[Dataset records]
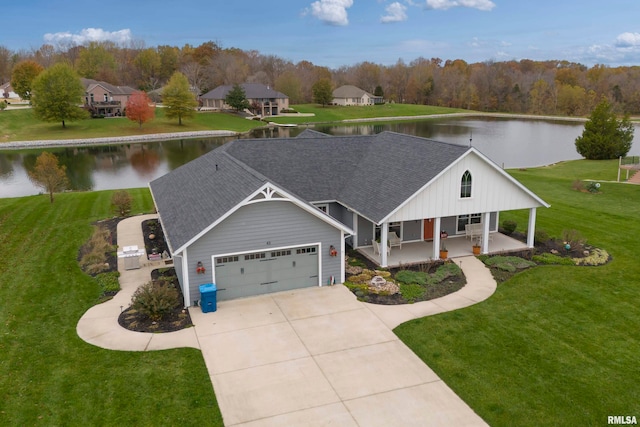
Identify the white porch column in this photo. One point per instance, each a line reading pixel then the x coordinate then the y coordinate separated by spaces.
pixel 436 238
pixel 384 230
pixel 354 238
pixel 486 217
pixel 185 280
pixel 531 233
pixel 343 252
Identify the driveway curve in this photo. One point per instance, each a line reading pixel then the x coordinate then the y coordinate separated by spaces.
pixel 313 356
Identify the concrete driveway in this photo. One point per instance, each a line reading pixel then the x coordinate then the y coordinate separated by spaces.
pixel 318 357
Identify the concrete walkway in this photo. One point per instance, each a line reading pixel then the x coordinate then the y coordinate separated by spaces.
pixel 313 356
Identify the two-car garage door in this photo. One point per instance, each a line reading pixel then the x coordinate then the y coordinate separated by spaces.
pixel 263 272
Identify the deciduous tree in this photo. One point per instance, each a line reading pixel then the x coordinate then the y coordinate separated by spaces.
pixel 139 108
pixel 56 95
pixel 237 98
pixel 22 77
pixel 604 136
pixel 49 175
pixel 322 91
pixel 177 98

_EXERCISE_
Give back the data exactly, with no images.

_TASK SOLUTION_
Identify the white porch column in this photo. One point per instance, each a line reading pixel then the x coordinate then the y coordinate separated by spaces.
pixel 436 238
pixel 384 230
pixel 354 238
pixel 486 217
pixel 185 280
pixel 531 233
pixel 343 252
Identify the driveway curve in this photo. One point per instance, each a line reading pixel then the x coordinate then the y coordinate separated by spaces.
pixel 313 356
Identify the concrete driveway in this photo. One point per instance, each a line reading pixel then the x coordinate then the y coordinate separated by spaces.
pixel 318 357
Identify the concrete walkway in this photo. One point per instance, each a line reading pixel then the x coordinate then the y coordinate separated by spaces.
pixel 313 356
Identify the two-car garage door in this photo. One point per instance, each a line reading pixel then the x coordinate then the y coordinate separated by spaces.
pixel 263 272
Identify the deciduous tree in this photo. One point per instance, each a line reading pixel then the x coordinate then the y coordinate separated by spaces.
pixel 139 108
pixel 56 95
pixel 237 98
pixel 22 77
pixel 604 136
pixel 49 175
pixel 322 91
pixel 177 98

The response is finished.